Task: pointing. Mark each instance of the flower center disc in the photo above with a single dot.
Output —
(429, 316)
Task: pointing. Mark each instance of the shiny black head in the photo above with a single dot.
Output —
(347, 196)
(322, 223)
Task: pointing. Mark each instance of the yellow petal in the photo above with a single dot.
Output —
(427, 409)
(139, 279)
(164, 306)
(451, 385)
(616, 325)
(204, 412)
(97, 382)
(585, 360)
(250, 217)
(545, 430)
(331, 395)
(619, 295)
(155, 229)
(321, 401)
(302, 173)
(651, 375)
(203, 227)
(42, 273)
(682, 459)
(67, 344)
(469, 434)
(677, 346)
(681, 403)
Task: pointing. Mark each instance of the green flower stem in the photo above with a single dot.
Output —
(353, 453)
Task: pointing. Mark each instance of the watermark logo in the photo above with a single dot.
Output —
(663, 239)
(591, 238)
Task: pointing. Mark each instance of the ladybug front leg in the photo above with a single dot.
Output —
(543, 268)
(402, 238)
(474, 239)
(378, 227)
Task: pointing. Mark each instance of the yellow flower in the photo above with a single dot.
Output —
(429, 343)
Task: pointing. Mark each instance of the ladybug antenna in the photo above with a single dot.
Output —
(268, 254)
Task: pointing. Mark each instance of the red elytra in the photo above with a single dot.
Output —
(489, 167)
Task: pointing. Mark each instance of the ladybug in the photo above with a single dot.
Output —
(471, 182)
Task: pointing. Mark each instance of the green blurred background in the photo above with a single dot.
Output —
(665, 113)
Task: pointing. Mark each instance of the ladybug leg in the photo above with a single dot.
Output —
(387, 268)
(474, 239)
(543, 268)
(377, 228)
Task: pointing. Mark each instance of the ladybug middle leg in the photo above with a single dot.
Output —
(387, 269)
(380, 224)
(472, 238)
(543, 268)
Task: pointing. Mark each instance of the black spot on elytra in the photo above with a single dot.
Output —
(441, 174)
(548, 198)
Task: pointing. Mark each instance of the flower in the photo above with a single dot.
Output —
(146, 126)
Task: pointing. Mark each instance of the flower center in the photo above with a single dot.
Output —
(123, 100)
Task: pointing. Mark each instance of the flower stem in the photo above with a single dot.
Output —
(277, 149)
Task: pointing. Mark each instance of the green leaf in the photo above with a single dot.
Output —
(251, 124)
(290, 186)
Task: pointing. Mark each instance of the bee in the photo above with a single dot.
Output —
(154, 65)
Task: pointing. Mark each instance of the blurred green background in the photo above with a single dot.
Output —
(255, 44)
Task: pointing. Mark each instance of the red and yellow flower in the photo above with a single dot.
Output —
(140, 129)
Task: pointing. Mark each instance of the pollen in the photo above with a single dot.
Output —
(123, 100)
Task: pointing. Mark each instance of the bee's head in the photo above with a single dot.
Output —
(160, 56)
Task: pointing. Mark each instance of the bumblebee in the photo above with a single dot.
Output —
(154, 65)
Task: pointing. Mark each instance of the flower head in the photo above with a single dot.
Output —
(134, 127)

### Set exercise
Copy out the full listing again, switching each "ladybug" to "ladybird" and leaving everything else the same.

### Correct answer
Task: pointing. Mark each instance of the flower center disc in the photo above with a single dot.
Output —
(429, 316)
Task: pointing. Mark each instance of the shiny black head in the photo above with a single dot.
Output —
(347, 196)
(322, 223)
Task: pointing. Mark each instance of the yellow petal in the photo above with a single dot.
Output —
(427, 409)
(139, 279)
(164, 306)
(451, 385)
(616, 325)
(204, 412)
(97, 382)
(585, 360)
(250, 217)
(545, 430)
(331, 395)
(619, 295)
(155, 229)
(321, 401)
(302, 173)
(651, 375)
(203, 227)
(42, 273)
(682, 459)
(67, 344)
(469, 434)
(677, 346)
(681, 403)
Task: pointing. Mark each instance of the green flower stem in the photo above with a single dot.
Output —
(353, 453)
Task: pointing. Mark each instance of the watermark logo in the photo above with a single dot.
Output —
(663, 239)
(591, 238)
Task: pointing. Mark each instance of the ladybird front leg in the photo above with a single dot.
Output —
(543, 268)
(402, 238)
(474, 239)
(378, 227)
Task: pointing. Mark each instance of the yellow flower in the photo above with a single dot.
Output —
(429, 343)
Task: pointing. Mark each instance of the ladybird antenna in the photo above with a single dot.
Output —
(268, 254)
Task: pointing. Mark each instance of the red elytra in the photo above with a single dot.
Output —
(489, 167)
Task: pointing. Mark each instance of the ladybird in the photo above with a single dot.
Output —
(471, 182)
Task: pointing. Mark each instance of the green blurred background in the photo above with a single dot.
Output —
(665, 113)
Task: pointing. Mark each instance of the ladybird leg in the photo above with a single dot.
Output —
(387, 268)
(474, 239)
(543, 268)
(377, 228)
Task: pointing. Mark each instance of the ladybird middle leg in the photo above with a single dot.
Output —
(387, 269)
(380, 224)
(472, 238)
(543, 268)
Task: pointing. Mark each instance of the black spot on elytra in the photo above with a single dot.
Output —
(441, 174)
(548, 198)
Task: pointing. Mark each instance of the flower in the photo above with a single dot.
Output —
(146, 126)
Task: pointing. Mark each instance of the flower center in the photo above with a single dot.
Output —
(123, 100)
Task: pointing. Mark each instance of the flower stem in the photo above with a single dot.
Output —
(277, 149)
Task: pointing. Mark each instance of the green leaf in the photo above with a single dot.
Output —
(251, 124)
(290, 186)
Task: pointing. Mark each instance of the bee in the photo above with a single dot.
Output —
(154, 65)
Task: pointing. Mark each instance of the blurred green background in the photo above with a single dot.
Output —
(255, 44)
Task: pointing. Mark each instance of the red and yellow flower in the photo above with a single dot.
Output —
(140, 129)
Task: pointing. Mark each instance of the pollen in the photo above with a single dot.
Output —
(123, 100)
Task: pointing. Mark each instance of the bee's head in the photo above with a single dot.
Output —
(160, 56)
Task: pointing. Mark each instance of the bumblebee in the photo above with a single dot.
Output —
(154, 65)
Task: pointing. Mark each instance of the flower head in the photo above with a single dot.
Output —
(134, 127)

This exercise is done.